-- BEGIN DATA TO PROCESS --
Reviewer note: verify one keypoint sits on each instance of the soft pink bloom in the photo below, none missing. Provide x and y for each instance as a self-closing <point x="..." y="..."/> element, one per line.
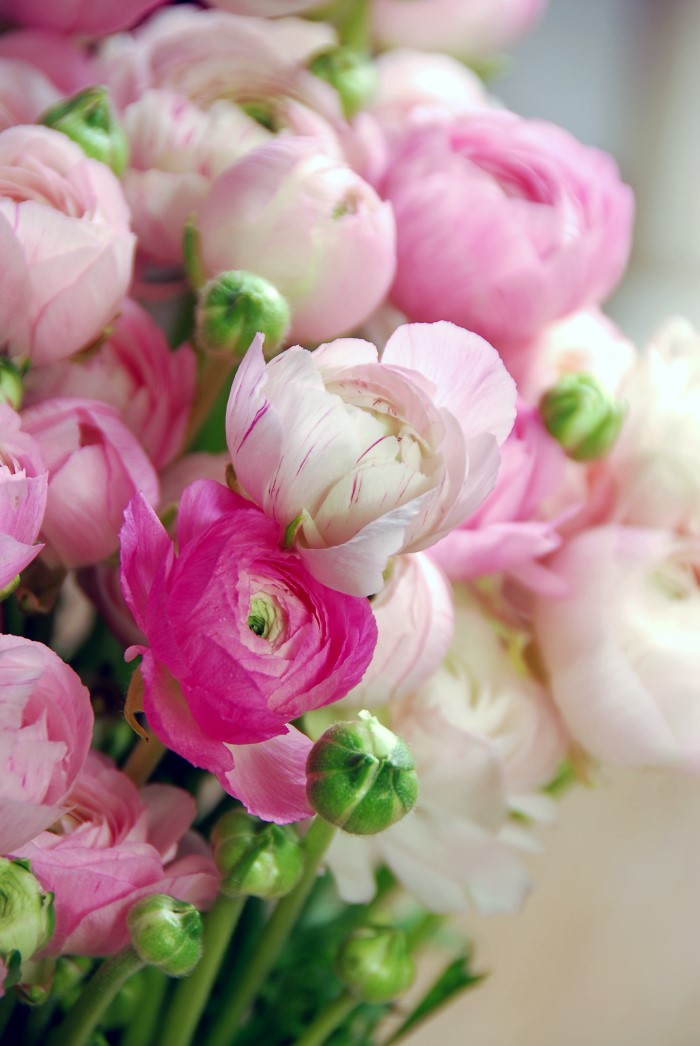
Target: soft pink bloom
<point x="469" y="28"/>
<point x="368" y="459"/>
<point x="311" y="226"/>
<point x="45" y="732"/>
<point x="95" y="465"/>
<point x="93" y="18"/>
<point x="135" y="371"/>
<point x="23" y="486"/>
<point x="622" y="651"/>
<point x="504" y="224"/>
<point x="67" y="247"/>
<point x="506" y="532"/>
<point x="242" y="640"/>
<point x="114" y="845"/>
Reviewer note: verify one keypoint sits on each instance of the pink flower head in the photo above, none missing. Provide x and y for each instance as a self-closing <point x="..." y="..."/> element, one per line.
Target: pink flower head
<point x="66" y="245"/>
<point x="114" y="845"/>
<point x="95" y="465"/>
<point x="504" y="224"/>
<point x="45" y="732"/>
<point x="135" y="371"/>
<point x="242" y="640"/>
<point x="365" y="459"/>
-- END DATA TO PROCESS --
-- BEGIN DATA TO PROCESS --
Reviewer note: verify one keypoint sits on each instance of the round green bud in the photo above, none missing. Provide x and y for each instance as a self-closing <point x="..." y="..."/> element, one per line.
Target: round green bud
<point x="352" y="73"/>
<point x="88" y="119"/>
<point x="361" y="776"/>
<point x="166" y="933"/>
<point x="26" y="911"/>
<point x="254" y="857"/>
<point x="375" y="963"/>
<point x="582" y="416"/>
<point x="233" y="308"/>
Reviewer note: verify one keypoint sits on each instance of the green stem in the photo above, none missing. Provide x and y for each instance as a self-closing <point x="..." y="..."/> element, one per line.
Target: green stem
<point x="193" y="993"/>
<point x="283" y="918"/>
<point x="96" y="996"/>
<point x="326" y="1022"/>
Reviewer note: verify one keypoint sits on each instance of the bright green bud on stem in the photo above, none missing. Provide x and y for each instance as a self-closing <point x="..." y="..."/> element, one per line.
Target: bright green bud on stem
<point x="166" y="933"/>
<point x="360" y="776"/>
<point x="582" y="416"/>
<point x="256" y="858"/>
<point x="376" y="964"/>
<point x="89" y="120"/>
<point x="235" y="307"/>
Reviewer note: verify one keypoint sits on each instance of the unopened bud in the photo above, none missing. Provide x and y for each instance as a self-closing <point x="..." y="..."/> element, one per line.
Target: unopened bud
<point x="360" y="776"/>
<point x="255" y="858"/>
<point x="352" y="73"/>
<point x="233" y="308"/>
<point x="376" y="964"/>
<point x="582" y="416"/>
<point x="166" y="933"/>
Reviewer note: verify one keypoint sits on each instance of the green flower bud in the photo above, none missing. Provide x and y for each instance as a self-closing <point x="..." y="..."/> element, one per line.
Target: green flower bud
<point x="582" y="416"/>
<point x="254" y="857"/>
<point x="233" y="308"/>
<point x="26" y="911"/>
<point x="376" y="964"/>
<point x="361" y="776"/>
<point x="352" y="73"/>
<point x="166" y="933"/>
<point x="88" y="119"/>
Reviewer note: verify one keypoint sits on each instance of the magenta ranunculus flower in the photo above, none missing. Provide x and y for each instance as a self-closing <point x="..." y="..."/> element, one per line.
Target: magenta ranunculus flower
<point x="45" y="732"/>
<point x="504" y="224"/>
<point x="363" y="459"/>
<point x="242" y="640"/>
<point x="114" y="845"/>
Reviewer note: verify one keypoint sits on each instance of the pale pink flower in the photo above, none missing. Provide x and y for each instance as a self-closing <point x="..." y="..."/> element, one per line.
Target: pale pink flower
-- END DATA TO PROCESS --
-- BEGIN DATA TO PROCESS --
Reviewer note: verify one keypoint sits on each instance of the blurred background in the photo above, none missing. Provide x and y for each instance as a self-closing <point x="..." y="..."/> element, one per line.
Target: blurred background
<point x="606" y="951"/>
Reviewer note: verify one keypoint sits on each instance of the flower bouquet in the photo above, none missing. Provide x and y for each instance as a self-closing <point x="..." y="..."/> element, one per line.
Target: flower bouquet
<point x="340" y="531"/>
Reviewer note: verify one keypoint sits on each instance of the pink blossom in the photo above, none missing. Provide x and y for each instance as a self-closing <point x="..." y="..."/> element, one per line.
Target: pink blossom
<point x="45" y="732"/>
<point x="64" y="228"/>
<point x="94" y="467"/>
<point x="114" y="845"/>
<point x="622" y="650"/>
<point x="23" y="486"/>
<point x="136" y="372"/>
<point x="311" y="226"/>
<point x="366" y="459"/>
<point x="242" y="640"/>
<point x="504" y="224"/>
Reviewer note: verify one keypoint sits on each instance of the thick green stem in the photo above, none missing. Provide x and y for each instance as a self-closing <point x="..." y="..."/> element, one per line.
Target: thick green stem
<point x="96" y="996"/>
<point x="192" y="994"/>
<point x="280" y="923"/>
-- END DATA TO PROCESS --
AIM OF THE TASK:
Edit the material from "of the pale" down through "Target: pale pink flower" so that "pale pink flower" becomes "light pink flower", and write out those lines again with nothing else changed.

FINISHED TASK:
Reviewer note: verify one keypoint sits on each instance of the light pink flower in the photo above, none missing. Provide x and y for each instance as a self-closing <point x="..." y="..."/> element, one per line.
Target: light pink flower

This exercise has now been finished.